## FRAGMENTO DEL TEXTO
═══

Un estudio reciente de Nielsen revela que el consumo de cañas en los bares españoles se desploma. Al parecer, desde que en 2020 la pandemia impuso el cierre de las barras, se ha consolidado la tendencia del consumidor a pedir copas, dobles o cañones, que hoy ya suponen más de tres cuartas partes del consumo de cerveza de barril.

La primera sorpresa para el no iniciado es descubrir que Nielsen, que audita lo que vemos o lo que leemos, cuenta con una herramienta para auditar también lo que bebemos. El Horeca Digital Lab se basa en los tickets de caja de los establecimientos adheridos y facilita a los actores del sector una radiografía en tiempo real de la proteica demanda de la clientela de bar. Quizá esto explique la apuesta de los fabricantes por productos como las ginebras de fantasía, el refresco de sidra o el whisky aderezado con chili y canela.

Quién sabe. Lo cierto es que Nielsen certifica que la caña se muere, o que al menos ha quedado herida de muerte por el Covid. El virus clausuró su ecosistema, la barra, que desde que reabrió no ha vuelto a ser la misma. Esa institución abierta y democrática ha perdido incondicionales y algunos de sus atractivos –como los periódicos comunitarios o los pinchos de libre disposición–, y ha quedado definitivamente parasitada por las molestas mesas altas que atentan contra su naturaleza lineal y convivencial.

Llaman cambio de hábitos a la generalización del doble cuando es en realidad sumisa resignación

Especie endémica de mostrador, la caña no se ha adaptado al nuevo hábitat predominante de la hostelería española que es la terraza. En la mayoría de terrazas no se sirven cañas porque sus responsables entienden que el rendimiento de esta medida áurea de cerveza no compensa el desplazamiento del camarero ni el tiempo de ocupación de la mesa. Esto es una realidad consolidada y previa al Covid, especialmente en las terrazas más disputadas de las grandes ciudades. En ellas, hace mucho que el cliente que se atreve a pedir una caña, casi siempre con una mueca avergonzada que anticipa la respuesta, tiene que escuchar que allí no tienen cañas. Tienen los pequeños vasos requeridos y tienen la cerveza, pero no tienen cañas.

Lo que a uno le están diciendo en realidad es que no se puede tomar sólo –a veces tampoco solo, y qué necesaria es esa tilde, otra especie que se resiste a morir– una caña. Que se tiene que tomar un doble que cuando llega a la mesa es casi siempre una nueva afrenta a la inteligencia del santo bebedor, porque se llama doble pero realmente no lo es casi nunca.

Llaman cambio de hábitos a la generalización del doble cuando es en realidad sumisa resignación. Su imposición es una tasa de ocupación y, para los susceptibles, incluso una ofensa indirecta. El establecimiento renuncia a la hospitalidad para aplicar la sospecha sistemática: si yo no hago esto, usted, querido cliente, me llevaría a la ruina.

Pero con la oferta generosa de una caña, o de su higiénico y restallante primo, el botellín o quinto, el bar tiende la mano al consumidor, le invita a ser parroquiano, le seduce con un desinterés relativo, ya que persigue en realidad ganar más vendiendo más unidades a menor precio, como dicta la vieja norma comercial.

Planea sobre las terrazas españolas un recelo mutuo y sordo que mata la cordialidad necesaria para el negocio y para la vida. Urge reparar esa convivencia, y pasa por un brindis por (y con) la caña.

═══

[Datos de expresiones referenciales]
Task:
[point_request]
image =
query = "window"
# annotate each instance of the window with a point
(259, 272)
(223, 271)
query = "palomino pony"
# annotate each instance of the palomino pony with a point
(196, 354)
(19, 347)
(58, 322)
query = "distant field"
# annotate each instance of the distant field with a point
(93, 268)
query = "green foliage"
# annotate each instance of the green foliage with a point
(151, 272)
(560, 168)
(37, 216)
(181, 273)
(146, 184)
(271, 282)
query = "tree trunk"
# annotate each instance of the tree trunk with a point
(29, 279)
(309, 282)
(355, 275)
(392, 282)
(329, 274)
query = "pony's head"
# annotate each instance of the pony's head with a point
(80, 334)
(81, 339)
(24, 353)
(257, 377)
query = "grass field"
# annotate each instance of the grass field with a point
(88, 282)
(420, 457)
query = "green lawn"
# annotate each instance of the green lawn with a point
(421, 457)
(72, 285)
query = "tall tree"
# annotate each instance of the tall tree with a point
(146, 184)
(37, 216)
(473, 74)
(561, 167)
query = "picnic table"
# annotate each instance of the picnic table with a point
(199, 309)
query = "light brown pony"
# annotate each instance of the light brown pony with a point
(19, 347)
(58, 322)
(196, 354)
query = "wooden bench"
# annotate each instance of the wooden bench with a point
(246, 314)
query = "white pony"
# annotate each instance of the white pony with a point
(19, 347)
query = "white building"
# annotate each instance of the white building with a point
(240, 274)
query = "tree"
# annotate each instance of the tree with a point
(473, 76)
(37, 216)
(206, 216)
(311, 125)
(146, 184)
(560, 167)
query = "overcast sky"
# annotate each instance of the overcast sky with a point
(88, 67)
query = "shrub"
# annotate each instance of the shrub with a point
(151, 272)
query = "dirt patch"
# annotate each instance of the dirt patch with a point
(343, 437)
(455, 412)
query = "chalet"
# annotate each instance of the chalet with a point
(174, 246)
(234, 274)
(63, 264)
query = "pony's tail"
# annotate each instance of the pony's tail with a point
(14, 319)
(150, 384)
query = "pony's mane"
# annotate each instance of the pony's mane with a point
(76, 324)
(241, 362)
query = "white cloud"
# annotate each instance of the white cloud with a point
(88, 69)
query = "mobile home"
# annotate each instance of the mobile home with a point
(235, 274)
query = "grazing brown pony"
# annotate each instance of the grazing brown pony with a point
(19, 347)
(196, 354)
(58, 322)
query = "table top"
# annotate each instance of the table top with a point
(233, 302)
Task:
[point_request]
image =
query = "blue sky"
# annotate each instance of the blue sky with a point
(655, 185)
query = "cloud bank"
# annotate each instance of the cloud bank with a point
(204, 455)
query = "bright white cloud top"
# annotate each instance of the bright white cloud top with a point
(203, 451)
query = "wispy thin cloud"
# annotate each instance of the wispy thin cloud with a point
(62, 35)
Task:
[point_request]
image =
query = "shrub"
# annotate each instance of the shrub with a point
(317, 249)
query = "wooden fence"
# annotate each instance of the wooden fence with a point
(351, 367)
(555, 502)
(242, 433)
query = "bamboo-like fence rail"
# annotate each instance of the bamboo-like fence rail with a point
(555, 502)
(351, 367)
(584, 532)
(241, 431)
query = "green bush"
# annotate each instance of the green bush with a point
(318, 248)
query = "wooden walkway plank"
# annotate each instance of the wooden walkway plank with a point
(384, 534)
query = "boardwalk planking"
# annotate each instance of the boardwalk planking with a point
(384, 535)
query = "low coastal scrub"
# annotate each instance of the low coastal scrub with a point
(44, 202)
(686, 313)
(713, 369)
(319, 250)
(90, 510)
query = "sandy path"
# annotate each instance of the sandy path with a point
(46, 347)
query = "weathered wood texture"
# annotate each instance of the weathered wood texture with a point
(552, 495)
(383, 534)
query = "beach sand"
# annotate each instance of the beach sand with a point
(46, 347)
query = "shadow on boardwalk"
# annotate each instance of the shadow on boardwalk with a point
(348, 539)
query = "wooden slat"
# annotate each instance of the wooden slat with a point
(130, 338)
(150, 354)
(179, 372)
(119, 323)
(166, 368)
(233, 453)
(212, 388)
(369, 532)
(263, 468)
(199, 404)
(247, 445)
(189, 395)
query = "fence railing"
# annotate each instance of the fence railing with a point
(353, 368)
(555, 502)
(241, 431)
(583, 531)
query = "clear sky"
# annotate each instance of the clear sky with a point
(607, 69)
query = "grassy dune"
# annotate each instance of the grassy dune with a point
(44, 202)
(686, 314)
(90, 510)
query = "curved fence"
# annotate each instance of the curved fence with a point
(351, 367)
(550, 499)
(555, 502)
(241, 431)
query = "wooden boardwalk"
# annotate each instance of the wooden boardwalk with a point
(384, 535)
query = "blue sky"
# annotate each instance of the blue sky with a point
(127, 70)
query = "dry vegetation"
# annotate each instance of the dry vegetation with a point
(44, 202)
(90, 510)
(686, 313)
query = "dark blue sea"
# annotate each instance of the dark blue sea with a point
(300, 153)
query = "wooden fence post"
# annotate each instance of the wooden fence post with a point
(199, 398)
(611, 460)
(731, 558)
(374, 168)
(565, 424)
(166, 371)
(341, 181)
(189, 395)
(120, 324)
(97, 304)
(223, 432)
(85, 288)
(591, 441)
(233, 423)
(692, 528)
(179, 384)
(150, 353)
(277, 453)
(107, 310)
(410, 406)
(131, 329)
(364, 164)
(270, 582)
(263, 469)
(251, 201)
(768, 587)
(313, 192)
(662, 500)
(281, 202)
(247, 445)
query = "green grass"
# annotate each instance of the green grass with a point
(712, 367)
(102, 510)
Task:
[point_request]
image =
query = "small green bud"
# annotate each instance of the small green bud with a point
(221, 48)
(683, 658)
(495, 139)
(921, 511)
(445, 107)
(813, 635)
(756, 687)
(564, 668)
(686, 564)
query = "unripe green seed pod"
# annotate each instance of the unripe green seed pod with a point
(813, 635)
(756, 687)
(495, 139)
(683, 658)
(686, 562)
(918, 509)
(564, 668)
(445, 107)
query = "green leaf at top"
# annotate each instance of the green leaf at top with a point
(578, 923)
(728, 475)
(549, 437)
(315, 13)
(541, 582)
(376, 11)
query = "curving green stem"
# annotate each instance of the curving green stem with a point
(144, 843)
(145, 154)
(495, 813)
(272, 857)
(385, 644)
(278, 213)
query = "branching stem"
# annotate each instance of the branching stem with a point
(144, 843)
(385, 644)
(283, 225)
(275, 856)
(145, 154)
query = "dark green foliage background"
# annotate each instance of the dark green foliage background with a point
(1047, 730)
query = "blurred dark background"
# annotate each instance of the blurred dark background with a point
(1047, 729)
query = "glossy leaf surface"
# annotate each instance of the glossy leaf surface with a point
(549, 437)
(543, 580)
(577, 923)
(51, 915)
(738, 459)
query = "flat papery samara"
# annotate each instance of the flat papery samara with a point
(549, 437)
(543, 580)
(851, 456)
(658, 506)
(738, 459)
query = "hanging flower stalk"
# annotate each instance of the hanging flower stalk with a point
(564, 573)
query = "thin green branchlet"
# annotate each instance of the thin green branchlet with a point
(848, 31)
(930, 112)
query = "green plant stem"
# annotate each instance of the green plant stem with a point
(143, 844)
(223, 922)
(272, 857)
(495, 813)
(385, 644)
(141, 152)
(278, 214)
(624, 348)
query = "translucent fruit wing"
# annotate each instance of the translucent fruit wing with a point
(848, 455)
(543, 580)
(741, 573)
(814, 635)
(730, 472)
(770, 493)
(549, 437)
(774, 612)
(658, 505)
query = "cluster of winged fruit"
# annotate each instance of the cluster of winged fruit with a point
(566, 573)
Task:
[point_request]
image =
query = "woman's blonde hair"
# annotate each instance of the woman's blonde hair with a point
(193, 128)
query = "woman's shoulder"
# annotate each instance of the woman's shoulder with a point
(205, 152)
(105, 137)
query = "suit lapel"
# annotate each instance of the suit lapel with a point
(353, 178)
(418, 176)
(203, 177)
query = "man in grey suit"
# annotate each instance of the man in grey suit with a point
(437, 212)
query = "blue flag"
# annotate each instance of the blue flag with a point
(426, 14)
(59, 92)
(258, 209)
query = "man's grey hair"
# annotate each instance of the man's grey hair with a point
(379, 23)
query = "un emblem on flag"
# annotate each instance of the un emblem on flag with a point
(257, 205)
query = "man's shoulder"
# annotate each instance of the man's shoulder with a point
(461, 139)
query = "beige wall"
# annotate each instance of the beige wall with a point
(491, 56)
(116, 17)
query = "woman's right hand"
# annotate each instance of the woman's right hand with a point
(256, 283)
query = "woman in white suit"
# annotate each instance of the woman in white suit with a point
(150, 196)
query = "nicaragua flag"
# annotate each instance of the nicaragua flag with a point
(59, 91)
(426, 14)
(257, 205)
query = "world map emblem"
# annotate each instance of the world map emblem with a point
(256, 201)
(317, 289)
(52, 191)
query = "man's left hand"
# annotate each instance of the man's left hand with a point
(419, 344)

═══

## CONSIGNAS
1. Traduce al inglés esta oración del texto sobre la caña: «Especie endémica de mostrador, la caña no se ha adaptado al nuevo hábitat predominante de la hostelería española que es la terraza.»
2. Extrae del texto sobre la caña, sin cambiar nada, el tramo que va desde "Planea sobre las" hasta "con) la caña.".
3. Resume en forma de lista breve el párrafo del texto sobre la caña que empieza por «La primera sorpresa para el no iniciado», sin perder sus datos principales.

## RESPUESTAS
1. A species endemic to the bar counter, the caña has not adapted to the new predominant habitat of Spanish hospitality, which is the terrace.

2.
Planea sobre las terrazas españolas un recelo mutuo y sordo que mata la cordialidad necesaria para el negocio y para la vida. Urge reparar esa convivencia, y pasa por un brindis por (y con) la caña.

3.
- Nielsen, que audita lo que vemos o leemos, tiene también una herramienta para auditar lo que bebemos.
- Se llama Horeca Digital Lab y se basa en los tickets de caja de los establecimientos adheridos.
- Ofrece a los actores del sector una radiografía en tiempo real de la demanda de la clientela de bar.
- Quizá eso explique la apuesta de los fabricantes por ginebras de fantasía, refresco de sidra o whisky con chili y canela.